# Study text
■ ■ ■ ■ ■ ■ ■

I have many favorite books, but Robert Henri’s book, The Art Spirit, written in 1923, remains one that I return to again and again. I have many favorite quotations too, but I continue to use Henri‘s words about school to inspire me and my students as we deal with what I call life’s existential realities:

There is no school that will exactly fit you. There is no advice made just for your case. The air is full of advice. Every school is waiting, whether it is willing or not, for you to make it your school. Do not let the fact that things are not made for you, that conditions are not as they should be, stop you. Go on anyway. Everything depends on those who go on anyway. (p. 24)

Neil Postman is another of my favorite authors and has written a number of education-related books I revisit for inspiration. I particularly like his 1995 book, The End of Education, and use this quotation frequently with my students:

. . .at its best, schooling can be about how to make a life, which is quite different from how to make a living. Such an enterprise is not easy to pursue, since our politicians rarely speak of it, our technology is indifferent to it, and our commerce despises it. Nonetheless, it is the weightiest and most important thing to write about. Not everyone agrees, of course. In tracking what people have to say about schooling, I notice that most of the conversation is about means, rarely about ends. Should we privatize our schools? Should we have national standards of assessment? How should we use computers? What use can we make of television? How shall we teach reading? And so on. Some of these questions are interesting and some are not. But what they have in common is that they evade the issue of what schools are for. It is as if we are a nation of technicians, consumed by our expertise in how something should be done, afraid or incapable of thinking about why. (p. x)

In a June 8, 2005, faculty meeting I wrote the following words in the margins of my notes, the writing meandering in and out of information about important things that had to be done before the end of one quarter and the start of another. As I word processed them, I realized that someday they will be a poem that reflects my belief that unless individuals advocate for and—even more importantly—work for change, it is unlikely to happen.

Because dissent is silenced
by the processes of wait and see
give it time be patient
things will change have changed are changing,
it is easy to stay silent.

Trust the process
trust the system
the bigger than I am.
Keep my head down
my mouth shut
my eyes on the path I believe in,
doing my good work
and realizing
that things do not change
or change so slowly
or move backwards once again.

■ ■ ■ ■ ■ ■ ■

Records taken from a dataset:
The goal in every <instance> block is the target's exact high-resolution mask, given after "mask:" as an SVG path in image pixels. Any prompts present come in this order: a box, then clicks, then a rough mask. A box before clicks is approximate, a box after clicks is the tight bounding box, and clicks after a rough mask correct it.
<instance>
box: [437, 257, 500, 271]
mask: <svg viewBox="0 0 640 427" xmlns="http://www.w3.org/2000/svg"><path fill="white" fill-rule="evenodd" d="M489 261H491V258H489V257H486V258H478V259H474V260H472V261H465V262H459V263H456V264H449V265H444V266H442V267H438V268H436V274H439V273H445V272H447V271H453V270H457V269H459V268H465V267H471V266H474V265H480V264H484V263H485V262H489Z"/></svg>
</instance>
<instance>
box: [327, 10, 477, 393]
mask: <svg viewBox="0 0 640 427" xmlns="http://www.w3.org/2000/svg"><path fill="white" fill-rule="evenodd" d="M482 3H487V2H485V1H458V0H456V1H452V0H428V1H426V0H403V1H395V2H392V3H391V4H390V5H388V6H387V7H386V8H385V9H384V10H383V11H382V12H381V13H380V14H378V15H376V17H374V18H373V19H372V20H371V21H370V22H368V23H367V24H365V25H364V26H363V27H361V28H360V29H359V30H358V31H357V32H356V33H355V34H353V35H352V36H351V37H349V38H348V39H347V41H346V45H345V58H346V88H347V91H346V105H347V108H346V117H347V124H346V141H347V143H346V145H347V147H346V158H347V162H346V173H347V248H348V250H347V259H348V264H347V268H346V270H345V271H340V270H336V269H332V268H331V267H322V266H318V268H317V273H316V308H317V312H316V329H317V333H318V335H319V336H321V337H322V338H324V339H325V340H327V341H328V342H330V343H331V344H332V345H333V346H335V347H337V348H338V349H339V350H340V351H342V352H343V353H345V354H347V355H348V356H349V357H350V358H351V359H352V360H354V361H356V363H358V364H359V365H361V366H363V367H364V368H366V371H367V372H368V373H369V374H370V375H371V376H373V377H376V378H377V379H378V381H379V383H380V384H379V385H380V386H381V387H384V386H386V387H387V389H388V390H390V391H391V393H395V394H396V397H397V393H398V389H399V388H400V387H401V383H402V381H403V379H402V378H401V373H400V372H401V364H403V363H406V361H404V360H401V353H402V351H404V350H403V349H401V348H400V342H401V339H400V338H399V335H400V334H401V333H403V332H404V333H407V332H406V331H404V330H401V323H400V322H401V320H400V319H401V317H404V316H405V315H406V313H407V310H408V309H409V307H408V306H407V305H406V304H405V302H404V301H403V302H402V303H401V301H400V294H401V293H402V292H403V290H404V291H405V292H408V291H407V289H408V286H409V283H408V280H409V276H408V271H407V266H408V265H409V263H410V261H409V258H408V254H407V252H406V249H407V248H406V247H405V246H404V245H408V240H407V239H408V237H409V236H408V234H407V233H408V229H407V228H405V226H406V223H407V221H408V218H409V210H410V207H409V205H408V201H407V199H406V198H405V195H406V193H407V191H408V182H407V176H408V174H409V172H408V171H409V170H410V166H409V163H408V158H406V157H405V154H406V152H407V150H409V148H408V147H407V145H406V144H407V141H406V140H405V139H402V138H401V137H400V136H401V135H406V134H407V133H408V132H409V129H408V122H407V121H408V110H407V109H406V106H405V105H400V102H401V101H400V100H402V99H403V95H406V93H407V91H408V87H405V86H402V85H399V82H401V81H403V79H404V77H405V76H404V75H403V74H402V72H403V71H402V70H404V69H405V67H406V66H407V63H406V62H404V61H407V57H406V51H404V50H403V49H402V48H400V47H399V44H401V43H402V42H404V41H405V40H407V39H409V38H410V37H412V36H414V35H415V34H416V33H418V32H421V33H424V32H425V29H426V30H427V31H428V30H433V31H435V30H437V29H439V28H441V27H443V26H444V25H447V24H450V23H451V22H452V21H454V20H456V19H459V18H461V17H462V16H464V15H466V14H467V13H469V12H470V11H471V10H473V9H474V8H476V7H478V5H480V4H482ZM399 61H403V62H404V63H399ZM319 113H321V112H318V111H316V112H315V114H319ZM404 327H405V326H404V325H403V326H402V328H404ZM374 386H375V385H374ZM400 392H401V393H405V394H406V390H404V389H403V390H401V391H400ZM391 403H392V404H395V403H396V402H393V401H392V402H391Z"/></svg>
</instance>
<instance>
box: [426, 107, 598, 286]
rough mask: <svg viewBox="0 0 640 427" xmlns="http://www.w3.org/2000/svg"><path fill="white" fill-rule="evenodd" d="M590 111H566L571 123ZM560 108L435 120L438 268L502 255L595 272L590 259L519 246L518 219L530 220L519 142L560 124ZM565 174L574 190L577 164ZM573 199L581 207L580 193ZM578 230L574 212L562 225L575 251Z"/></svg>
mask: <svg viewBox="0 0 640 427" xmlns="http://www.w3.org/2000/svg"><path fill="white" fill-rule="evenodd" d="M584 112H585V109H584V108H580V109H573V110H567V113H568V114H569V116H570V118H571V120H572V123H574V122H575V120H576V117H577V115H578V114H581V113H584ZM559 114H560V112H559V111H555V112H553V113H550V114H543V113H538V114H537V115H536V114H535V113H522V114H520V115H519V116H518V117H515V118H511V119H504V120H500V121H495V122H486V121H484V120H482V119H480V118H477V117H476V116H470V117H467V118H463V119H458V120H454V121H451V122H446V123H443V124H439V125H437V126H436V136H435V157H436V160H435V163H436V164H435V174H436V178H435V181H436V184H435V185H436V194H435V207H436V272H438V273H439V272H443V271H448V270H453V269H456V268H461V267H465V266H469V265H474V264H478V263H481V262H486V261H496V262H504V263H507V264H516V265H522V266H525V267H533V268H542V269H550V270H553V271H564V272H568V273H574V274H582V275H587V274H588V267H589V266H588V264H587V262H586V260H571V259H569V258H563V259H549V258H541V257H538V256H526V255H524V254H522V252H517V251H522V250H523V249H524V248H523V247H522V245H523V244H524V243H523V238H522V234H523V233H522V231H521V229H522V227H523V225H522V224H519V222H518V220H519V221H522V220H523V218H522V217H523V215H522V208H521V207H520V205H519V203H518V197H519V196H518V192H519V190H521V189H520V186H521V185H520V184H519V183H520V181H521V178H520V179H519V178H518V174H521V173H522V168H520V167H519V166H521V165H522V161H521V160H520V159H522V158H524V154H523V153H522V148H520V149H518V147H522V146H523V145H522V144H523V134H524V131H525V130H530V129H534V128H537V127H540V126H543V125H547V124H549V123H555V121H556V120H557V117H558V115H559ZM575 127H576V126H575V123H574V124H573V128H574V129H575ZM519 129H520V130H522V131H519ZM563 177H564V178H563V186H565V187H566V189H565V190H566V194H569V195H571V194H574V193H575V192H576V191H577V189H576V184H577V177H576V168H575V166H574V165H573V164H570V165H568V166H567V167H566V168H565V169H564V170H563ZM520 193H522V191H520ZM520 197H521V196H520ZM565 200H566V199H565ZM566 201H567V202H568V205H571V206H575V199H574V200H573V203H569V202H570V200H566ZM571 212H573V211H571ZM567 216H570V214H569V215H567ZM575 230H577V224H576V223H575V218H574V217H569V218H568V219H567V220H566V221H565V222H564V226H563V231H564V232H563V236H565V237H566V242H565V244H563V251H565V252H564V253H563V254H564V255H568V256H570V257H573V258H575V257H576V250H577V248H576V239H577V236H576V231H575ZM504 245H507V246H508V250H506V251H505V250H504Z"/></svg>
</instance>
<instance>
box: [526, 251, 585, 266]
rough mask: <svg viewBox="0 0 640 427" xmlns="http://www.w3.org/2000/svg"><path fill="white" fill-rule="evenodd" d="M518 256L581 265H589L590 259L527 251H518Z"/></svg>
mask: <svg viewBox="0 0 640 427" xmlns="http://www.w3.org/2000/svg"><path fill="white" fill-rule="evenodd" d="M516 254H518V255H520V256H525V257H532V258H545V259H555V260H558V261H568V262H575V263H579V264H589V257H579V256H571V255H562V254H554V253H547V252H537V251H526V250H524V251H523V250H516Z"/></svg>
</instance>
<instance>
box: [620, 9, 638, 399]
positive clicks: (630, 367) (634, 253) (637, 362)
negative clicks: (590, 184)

■ ■ ■ ■ ■ ■ ■

# Problem to work on
Quote the text on schooling between "Trust the process" and "backwards once again.", inclusive.

# Task solution
Trust the process
trust the system
the bigger than I am.
Keep my head down
my mouth shut
my eyes on the path I believe in,
doing my good work
and realizing
that things do not change
or change so slowly
or move backwards once again.